Exactly as written, retype the listing below, omitting the pictures.

+++ Data

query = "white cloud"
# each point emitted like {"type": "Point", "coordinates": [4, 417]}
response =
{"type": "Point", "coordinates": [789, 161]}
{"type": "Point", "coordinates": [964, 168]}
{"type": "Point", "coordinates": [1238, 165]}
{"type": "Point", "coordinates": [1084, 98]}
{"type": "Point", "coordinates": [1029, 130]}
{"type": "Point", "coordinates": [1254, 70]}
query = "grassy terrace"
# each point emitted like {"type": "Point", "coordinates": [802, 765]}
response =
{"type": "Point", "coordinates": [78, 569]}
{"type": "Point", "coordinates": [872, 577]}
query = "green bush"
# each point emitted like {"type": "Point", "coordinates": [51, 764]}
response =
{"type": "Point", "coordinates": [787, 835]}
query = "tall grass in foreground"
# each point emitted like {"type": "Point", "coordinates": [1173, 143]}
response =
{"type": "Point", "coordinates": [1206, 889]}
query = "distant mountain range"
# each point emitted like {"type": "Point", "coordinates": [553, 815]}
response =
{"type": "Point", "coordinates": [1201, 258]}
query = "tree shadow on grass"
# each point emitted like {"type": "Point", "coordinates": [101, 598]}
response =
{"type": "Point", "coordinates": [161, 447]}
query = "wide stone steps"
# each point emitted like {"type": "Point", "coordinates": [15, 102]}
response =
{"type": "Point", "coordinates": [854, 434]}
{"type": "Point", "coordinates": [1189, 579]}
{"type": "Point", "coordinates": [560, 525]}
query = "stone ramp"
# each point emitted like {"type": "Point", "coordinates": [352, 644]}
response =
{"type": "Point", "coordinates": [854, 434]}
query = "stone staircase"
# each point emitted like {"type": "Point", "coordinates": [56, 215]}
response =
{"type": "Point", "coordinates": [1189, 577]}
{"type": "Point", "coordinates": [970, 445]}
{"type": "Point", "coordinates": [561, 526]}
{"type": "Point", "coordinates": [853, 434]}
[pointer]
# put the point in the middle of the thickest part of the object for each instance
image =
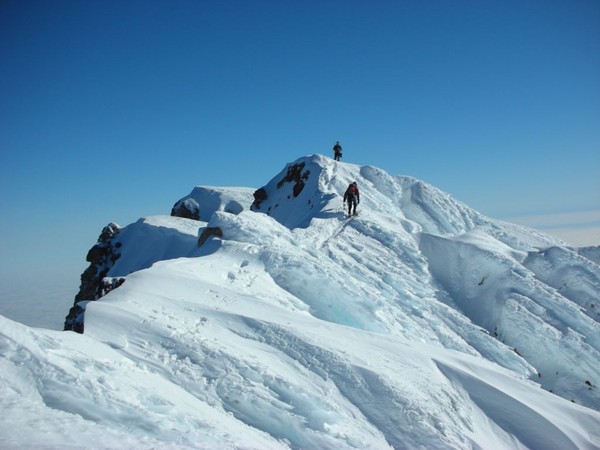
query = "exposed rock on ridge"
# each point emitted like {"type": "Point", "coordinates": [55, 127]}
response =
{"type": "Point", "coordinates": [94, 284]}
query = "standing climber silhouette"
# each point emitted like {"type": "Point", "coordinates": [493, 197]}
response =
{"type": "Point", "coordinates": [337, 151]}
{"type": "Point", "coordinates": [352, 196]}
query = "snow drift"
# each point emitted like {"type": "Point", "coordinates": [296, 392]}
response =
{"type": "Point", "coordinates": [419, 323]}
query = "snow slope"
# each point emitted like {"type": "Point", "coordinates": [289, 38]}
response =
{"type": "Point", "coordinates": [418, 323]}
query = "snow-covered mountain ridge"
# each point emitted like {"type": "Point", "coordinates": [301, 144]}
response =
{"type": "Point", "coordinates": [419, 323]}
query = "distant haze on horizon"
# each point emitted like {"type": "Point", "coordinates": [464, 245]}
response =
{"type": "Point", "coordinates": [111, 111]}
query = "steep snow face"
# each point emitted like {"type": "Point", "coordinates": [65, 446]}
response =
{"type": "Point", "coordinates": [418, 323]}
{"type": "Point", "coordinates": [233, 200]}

++++++

### Solution to this task
query = "white cloud"
# each point emitted like {"type": "Point", "coordinates": [4, 417]}
response =
{"type": "Point", "coordinates": [789, 161]}
{"type": "Point", "coordinates": [964, 168]}
{"type": "Point", "coordinates": [1238, 165]}
{"type": "Point", "coordinates": [1084, 98]}
{"type": "Point", "coordinates": [1029, 130]}
{"type": "Point", "coordinates": [1254, 70]}
query = "grassy terrace"
# each point emitted like {"type": "Point", "coordinates": [802, 765]}
response =
{"type": "Point", "coordinates": [78, 569]}
{"type": "Point", "coordinates": [872, 577]}
query = "green bush"
# each point emitted like {"type": "Point", "coordinates": [51, 764]}
response =
{"type": "Point", "coordinates": [787, 835]}
query = "tall grass in foreground"
# each point emitted like {"type": "Point", "coordinates": [1173, 143]}
response =
{"type": "Point", "coordinates": [1206, 889]}
query = "distant mountain range"
# each point emitted like {"type": "Point", "coordinates": [553, 815]}
response =
{"type": "Point", "coordinates": [1201, 258]}
query = "tree shadow on grass"
# each point emitted like {"type": "Point", "coordinates": [101, 598]}
response =
{"type": "Point", "coordinates": [161, 447]}
query = "wide stone steps"
# each point emitted like {"type": "Point", "coordinates": [15, 102]}
response =
{"type": "Point", "coordinates": [854, 434]}
{"type": "Point", "coordinates": [1189, 579]}
{"type": "Point", "coordinates": [560, 525]}
query = "stone ramp"
# each point emitted like {"type": "Point", "coordinates": [352, 644]}
response =
{"type": "Point", "coordinates": [854, 434]}
query = "stone staircase"
# each point emitted like {"type": "Point", "coordinates": [56, 215]}
response =
{"type": "Point", "coordinates": [1189, 577]}
{"type": "Point", "coordinates": [970, 445]}
{"type": "Point", "coordinates": [561, 526]}
{"type": "Point", "coordinates": [853, 434]}
[pointer]
# put the point in the middle of the thickest part of the object for each instance
image =
query = "exposed rock on ridge"
# each point emitted like {"type": "Point", "coordinates": [55, 127]}
response =
{"type": "Point", "coordinates": [94, 284]}
query = "standing climber silhouette"
# each point emitted like {"type": "Point", "coordinates": [493, 197]}
response =
{"type": "Point", "coordinates": [337, 151]}
{"type": "Point", "coordinates": [352, 196]}
query = "snow drift"
# each point emitted like {"type": "Point", "coordinates": [296, 392]}
response =
{"type": "Point", "coordinates": [419, 323]}
query = "snow slope"
# each point emitted like {"type": "Point", "coordinates": [289, 38]}
response =
{"type": "Point", "coordinates": [418, 323]}
query = "snow-covered mountain ridge"
# each point emitted like {"type": "Point", "coordinates": [301, 144]}
response =
{"type": "Point", "coordinates": [419, 323]}
query = "distant haze on horizon"
# each point emitted like {"type": "Point", "coordinates": [464, 245]}
response =
{"type": "Point", "coordinates": [111, 111]}
query = "steep snow face"
# each point emitted like {"type": "Point", "coordinates": [65, 446]}
response =
{"type": "Point", "coordinates": [418, 323]}
{"type": "Point", "coordinates": [233, 200]}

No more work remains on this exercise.